> Elenco dei compiti
**A)** Nel testo fornito, di che colore sono gli shorts e i top delle due figure femminili?
**B)** Quali narrazioni smonta la parola, secondo il testo fornito? Elencale tutte.
**C)** Estrai dal testo fornito il tratto che va da "Vispi costruisce un" fino a "e la distanza.".

> Testo fornito
-=-=-=-=-

All’ingresso in sala ci accolgono le due figure femminili vestite di shorts e top color carne, quasi a spogliarle di qualsiasi connotazione che vada oltre la loro corporeità e che, di lì in poi, costruiscono e decostruiscono continuamente relazioni, discorsi, ruoli. Il dispositivo scenico è essenziale, ma denso di riferimenti tramite proiezioni a video che seguono in loop il parlato: uno schermo sul fondo trasmette immagini che si fanno talvolta controcampo visivo, talvolta amplificazione simbolica di ciò che le attrici dicono o agiscono. La parola – che mantiene un tono tagliente, quasi aforistico – è usata per smontare pezzo dopo pezzo le narrazioni del capitalismo neoliberista, della cultura patriarcale e dell’antropocentrismo che regolano il nostro rapporto con il pianeta.
Vispi costruisce un discorso drammaturgico che vuole accogliere – talvolta con più efficace linearità, altre finendo per mettere molta carne al fuoco – il paradosso, la comicità, l’assurdo, in piena continuità con la lezione del teatro postmoderno e delle avanguardie performative femministe. Il linguaggio scenico si avvicina a quello della lecture performance, per poi provare comunque di tanto in tanto a deviare, in favore di una corporeità che si ribella alla pura funzione illustrativa. Le due interpreti, poi, non offrono personaggi, ma soggettività frantumate che oscillano tra l’interpretazione e il commento, tra l’identificazione e la distanza.

-=-=-=-=-

> Record archiviati

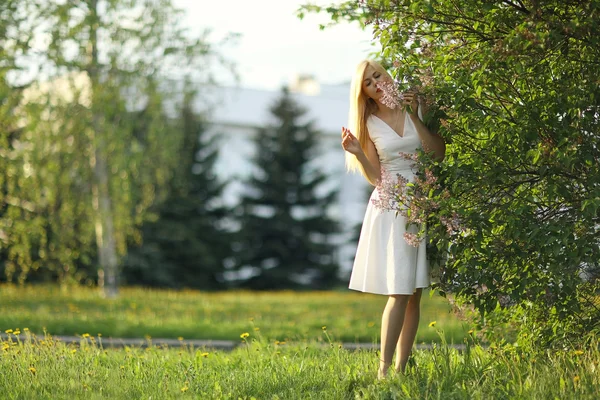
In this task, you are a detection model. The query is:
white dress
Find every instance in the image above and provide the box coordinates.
[349,108,431,295]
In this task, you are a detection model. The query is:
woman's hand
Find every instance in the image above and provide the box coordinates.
[402,89,419,115]
[342,126,363,156]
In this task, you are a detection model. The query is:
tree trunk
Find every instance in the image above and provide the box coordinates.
[87,0,118,298]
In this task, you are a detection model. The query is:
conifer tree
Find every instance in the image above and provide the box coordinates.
[236,89,339,290]
[125,94,231,290]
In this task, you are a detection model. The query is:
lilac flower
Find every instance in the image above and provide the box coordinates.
[375,80,404,110]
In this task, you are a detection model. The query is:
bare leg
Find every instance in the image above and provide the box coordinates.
[377,295,410,379]
[396,289,423,372]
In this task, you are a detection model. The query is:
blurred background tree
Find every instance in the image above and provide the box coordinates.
[123,85,232,290]
[0,0,234,296]
[234,89,339,290]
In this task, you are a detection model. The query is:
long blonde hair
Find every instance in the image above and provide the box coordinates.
[346,60,392,178]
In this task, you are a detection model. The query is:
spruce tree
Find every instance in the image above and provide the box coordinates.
[236,89,339,290]
[125,91,231,290]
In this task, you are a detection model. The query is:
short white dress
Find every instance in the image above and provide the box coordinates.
[349,108,431,295]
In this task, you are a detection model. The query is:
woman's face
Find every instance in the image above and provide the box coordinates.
[362,65,386,101]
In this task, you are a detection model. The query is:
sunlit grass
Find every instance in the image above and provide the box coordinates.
[0,285,469,343]
[0,328,600,399]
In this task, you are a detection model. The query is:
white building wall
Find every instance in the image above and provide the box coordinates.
[202,85,369,276]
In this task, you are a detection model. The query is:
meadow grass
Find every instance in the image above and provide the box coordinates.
[0,284,469,343]
[0,328,600,400]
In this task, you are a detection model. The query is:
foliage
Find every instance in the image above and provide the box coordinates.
[236,90,339,289]
[123,93,232,289]
[0,285,468,343]
[0,0,232,289]
[301,0,600,346]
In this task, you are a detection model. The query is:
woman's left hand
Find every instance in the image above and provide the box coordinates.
[402,89,419,115]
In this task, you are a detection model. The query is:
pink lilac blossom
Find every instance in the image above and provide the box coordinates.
[375,80,404,110]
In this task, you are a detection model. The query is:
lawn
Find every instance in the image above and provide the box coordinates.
[0,285,469,343]
[0,327,600,400]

-=-=-=-=-

> Risposte
**A)** Sono color carne.

**B)**
- Il capitalismo neoliberista
- La cultura patriarcale
- L'antropocentrismo

**C)**
Vispi costruisce un discorso drammaturgico che vuole accogliere – talvolta con più efficace linearità, altre finendo per mettere molta carne al fuoco – il paradosso, la comicità, l’assurdo, in piena continuità con la lezione del teatro postmoderno e delle avanguardie performative femministe. Il linguaggio scenico si avvicina a quello della lecture performance, per poi provare comunque di tanto in tanto a deviare, in favore di una corporeità che si ribella alla pura funzione illustrativa. Le due interpreti, poi, non offrono personaggi, ma soggettività frantumate che oscillano tra l’interpretazione e il commento, tra l’identificazione e la distanza.